TEXT SECTION
============
“I would say that my capabilities in Luxembourgish may not be as extensive as with more widely used languages like English, French or German,” says AI-assistant Claude. This is no surprise: most large language models (LLMs) trained on English texts fall short when it comes to analyzing or generating content in Luxembourgish.
Though English represents only a fifth of global speakers, it dominates AI language model training and makes up most online content. While humans communicate in 7,000 different languages worldwide, AI assistants typically work with just a small fraction of these, according to the Center for Democracy & Technology (CDT). Some European languages, including Luxembourgish, are at risk of being left behind from the generative AI revolution due to limited resources for training language models. The LLMs4EU project, coordinated by the Alliance for Language Technologies (ALT-EDIC), aims to change this by preserving linguistic and cultural diversity across the EU. Luxembourg, represented by the Luxembourg Institute of Science and Technology (LIST), the University of Luxembourg, and Zenter fir d'Lëtzebuerger Sprooch, is playing a key role in this initiative to ensure Luxembourgish language and culture is not left behind.
Artificial intelligence is changing how we communicate and access information, but not all languages are given equal attention. LIST, as one of the Luxembourg’s official representatives in the ALT-EDIC consortium and contributor to the LLMs4EU project, is working to close this gap. The institute is developing benchmarking tools to test and enhance AI models for Luxembourgish, ensuring the language is better represented in the digital landscape.
The overarching goal of this scientific effort is to empower European companies, especially small and medium-sized enterprises (SMEs), by providing open-access AI tools for all EU languages. These tools will help businesses develop competitive language technologies while complying with European regulations, including the AI Act and GDPR.
The LLMs4EU project, with its €40 million budget and partnerships spanning 20 European countries, exemplifies the collaborative spirit needed to tackle global challenges.
============
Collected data
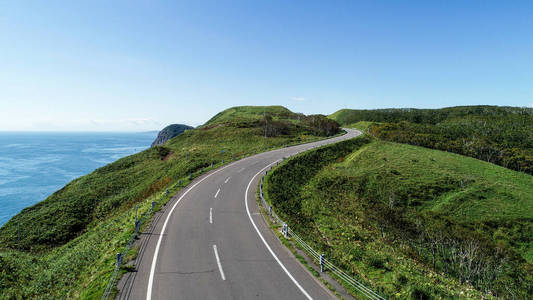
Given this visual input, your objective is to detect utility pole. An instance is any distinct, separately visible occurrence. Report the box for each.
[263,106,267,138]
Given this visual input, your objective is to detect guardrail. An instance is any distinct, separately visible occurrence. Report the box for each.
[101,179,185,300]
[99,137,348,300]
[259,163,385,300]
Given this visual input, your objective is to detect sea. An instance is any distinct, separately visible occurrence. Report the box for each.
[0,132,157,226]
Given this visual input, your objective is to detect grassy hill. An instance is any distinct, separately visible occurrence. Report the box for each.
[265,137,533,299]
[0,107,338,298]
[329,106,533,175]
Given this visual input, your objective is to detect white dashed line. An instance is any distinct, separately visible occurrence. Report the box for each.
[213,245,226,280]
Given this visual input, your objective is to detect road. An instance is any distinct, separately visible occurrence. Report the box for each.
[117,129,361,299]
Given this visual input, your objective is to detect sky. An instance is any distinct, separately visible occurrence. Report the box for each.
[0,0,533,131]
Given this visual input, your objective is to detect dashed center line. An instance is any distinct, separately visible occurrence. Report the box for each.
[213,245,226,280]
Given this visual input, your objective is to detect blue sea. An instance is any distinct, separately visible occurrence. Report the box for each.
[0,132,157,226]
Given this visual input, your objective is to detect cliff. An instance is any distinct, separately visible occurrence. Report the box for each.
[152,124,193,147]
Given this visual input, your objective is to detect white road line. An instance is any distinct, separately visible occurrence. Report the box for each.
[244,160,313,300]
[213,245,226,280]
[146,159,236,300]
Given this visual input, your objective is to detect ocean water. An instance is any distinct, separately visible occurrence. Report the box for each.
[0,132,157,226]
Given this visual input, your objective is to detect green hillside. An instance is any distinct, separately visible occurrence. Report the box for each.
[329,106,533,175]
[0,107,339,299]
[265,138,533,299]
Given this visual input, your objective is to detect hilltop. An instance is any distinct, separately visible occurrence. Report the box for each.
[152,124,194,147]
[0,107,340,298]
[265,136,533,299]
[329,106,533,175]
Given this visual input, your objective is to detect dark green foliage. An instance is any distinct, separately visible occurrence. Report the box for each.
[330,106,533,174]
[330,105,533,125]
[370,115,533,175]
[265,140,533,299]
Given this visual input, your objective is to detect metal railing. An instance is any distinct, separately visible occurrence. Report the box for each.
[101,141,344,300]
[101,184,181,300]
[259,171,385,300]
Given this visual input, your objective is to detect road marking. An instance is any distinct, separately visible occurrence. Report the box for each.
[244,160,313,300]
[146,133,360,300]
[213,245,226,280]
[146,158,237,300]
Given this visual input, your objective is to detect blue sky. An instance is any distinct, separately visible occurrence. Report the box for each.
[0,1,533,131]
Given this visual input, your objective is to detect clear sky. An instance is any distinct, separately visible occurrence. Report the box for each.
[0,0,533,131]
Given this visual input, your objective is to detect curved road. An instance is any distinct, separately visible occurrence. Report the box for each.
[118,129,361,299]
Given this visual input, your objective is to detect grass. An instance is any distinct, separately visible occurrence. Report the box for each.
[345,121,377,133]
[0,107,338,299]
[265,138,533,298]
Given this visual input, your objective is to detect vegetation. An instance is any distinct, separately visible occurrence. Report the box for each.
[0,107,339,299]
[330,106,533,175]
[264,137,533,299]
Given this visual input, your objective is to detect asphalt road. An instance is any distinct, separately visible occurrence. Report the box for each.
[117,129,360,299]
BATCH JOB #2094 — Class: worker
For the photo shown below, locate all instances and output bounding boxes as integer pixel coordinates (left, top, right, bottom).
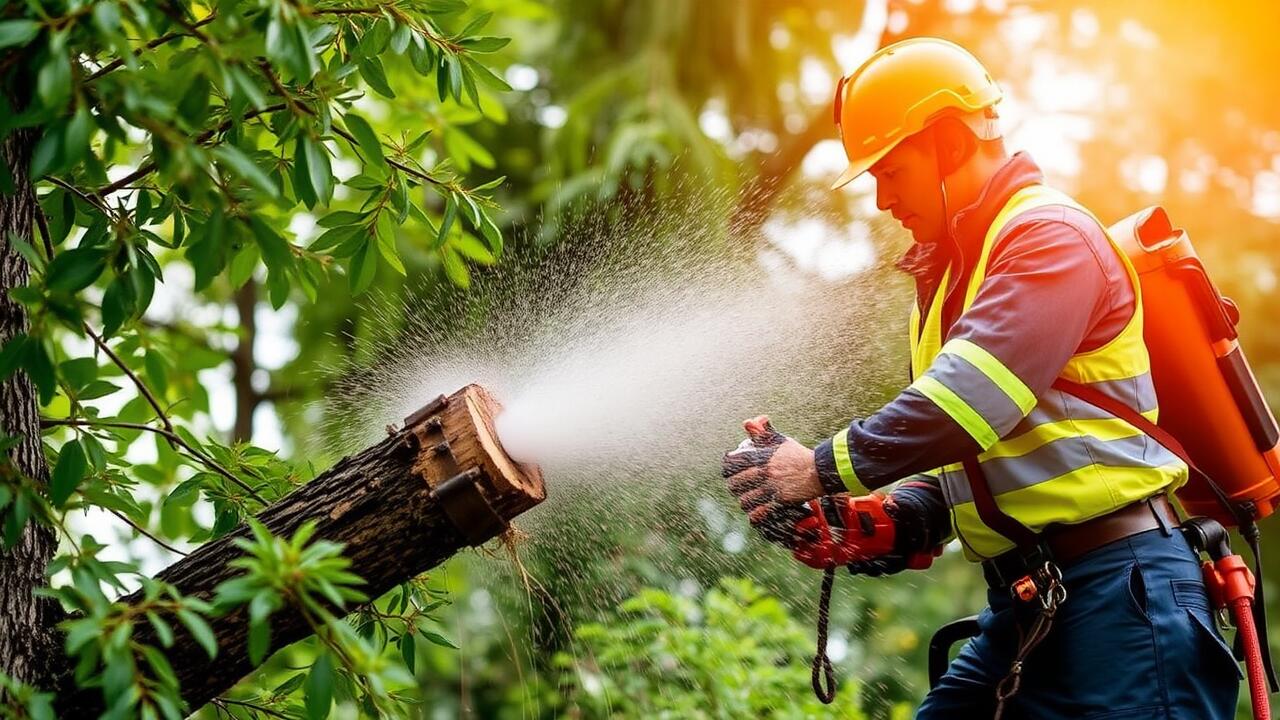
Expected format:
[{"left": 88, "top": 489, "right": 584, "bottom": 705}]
============
INSTRUCTIONS TO FOLLOW
Write a continuation of the article on Luxembourgish in AI language models, starting right after its last paragraph.

REPLY TO THE TASK
In a recent round of testing by LIST, some of the most prominent AI language models (including the most recent DeepSeek model) were put through a series of language exams. These exams, designed by the Institut national des langues Luxembourg (INLL), cover levels from A1 to B2, with plans to expand to C2. The results revealed interesting trends: all models performed adequately on the A1 and A2 exams, demonstrating a basic understanding of Luxembourgish. However, as the exams became more advanced, the differences in performance became more pronounced with only the largest models able to achieve a B2 level, but these larger models may not be a feasible option for many SMEs due to privacy, price, access or even resource (energy, memory) constraints. While the models generally performed well in vocabulary and grammar, many struggled with reading and speaking understanding.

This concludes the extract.